ESTRATTO FORNITO:
Il vaccino antinfluenzale potrebbe ridurre il rischio di eventi cardiovascolari nei pazienti ad alto rischio. È questa la conclusione di un ampio studio retrospettivo di coorte – i cui risultati sono stati presentati nel corso delle American Heart Association (AHA) Basic Cardiovascular Sciences (BCVS) 2020 Scientific Sessions – che ha indagato la relazione tra copertura vaccinale e incidenza di attacchi ischemici transitori (TIA), infarti miocardici e mortalità per tutte le cause negli Stati Uniti. I risultati sono particolarmente interessanti anche per quanto riguarda il contesto italiano alla luce della scelta di alcune regioni italiane di rendere obbligatorio il vaccino per l’influenza in alcune categorie di pazienti, con l’obiettivo di ridurre i fattori confondenti per la COVID-19.

LAVORO RICHIESTO: Ripeti per intero l'estratto sul vaccino antinfluenzale, senza cambiare nulla. Le voci che seguono non hanno alcun legame con l'estratto.

DATI GREZZI:
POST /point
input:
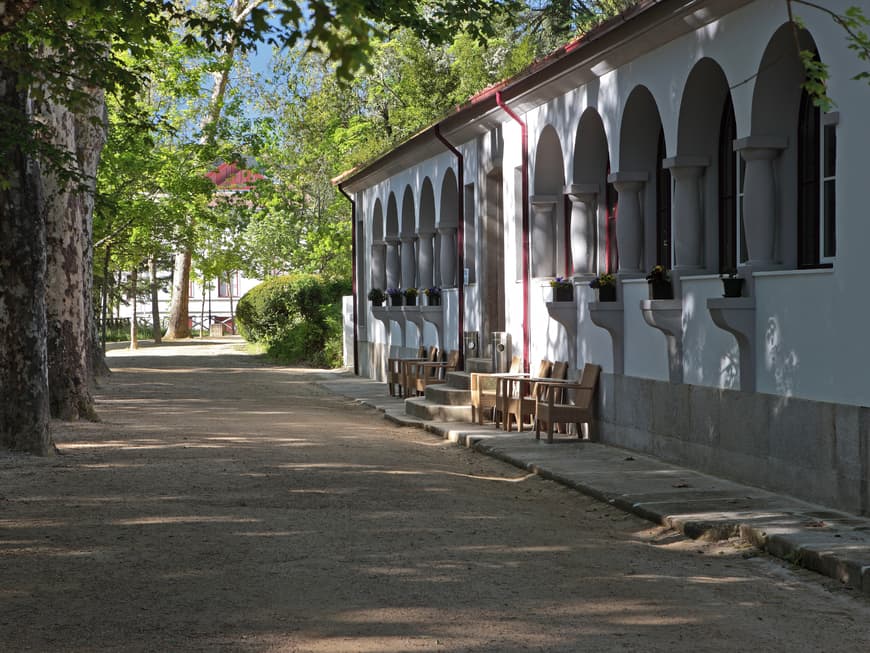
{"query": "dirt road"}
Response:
(225, 505)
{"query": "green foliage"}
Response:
(854, 24)
(297, 318)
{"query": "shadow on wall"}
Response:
(781, 363)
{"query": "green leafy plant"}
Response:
(297, 318)
(603, 280)
(658, 274)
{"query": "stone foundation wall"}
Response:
(813, 450)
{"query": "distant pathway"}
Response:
(226, 505)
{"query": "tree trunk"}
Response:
(69, 209)
(179, 320)
(24, 401)
(202, 310)
(134, 302)
(232, 310)
(91, 135)
(104, 300)
(240, 10)
(156, 327)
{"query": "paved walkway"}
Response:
(698, 505)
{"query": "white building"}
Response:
(679, 134)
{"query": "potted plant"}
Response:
(410, 296)
(659, 280)
(605, 284)
(563, 290)
(376, 295)
(395, 296)
(433, 296)
(732, 285)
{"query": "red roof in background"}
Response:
(230, 176)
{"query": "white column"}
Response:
(379, 264)
(629, 219)
(426, 259)
(448, 256)
(409, 262)
(687, 219)
(760, 206)
(394, 270)
(583, 233)
(543, 235)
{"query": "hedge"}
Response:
(296, 317)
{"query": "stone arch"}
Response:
(776, 98)
(448, 221)
(772, 211)
(547, 237)
(643, 219)
(426, 235)
(377, 221)
(407, 235)
(378, 248)
(592, 197)
(394, 269)
(704, 204)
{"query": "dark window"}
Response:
(727, 189)
(224, 288)
(663, 207)
(809, 173)
(829, 191)
(611, 253)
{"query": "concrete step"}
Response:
(424, 409)
(443, 393)
(478, 365)
(461, 380)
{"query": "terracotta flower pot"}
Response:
(607, 294)
(661, 289)
(732, 286)
(563, 294)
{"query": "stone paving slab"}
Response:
(698, 505)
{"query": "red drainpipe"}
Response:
(460, 238)
(525, 174)
(353, 279)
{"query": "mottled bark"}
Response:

RISPOSTA AL COMPITO:
Il vaccino antinfluenzale potrebbe ridurre il rischio di eventi cardiovascolari nei pazienti ad alto rischio. È questa la conclusione di un ampio studio retrospettivo di coorte – i cui risultati sono stati presentati nel corso delle American Heart Association (AHA) Basic Cardiovascular Sciences (BCVS) 2020 Scientific Sessions – che ha indagato la relazione tra copertura vaccinale e incidenza di attacchi ischemici transitori (TIA), infarti miocardici e mortalità per tutte le cause negli Stati Uniti. I risultati sono particolarmente interessanti anche per quanto riguarda il contesto italiano alla luce della scelta di alcune regioni italiane di rendere obbligatorio il vaccino per l’influenza in alcune categorie di pazienti, con l’obiettivo di ridurre i fattori confondenti per la COVID-19.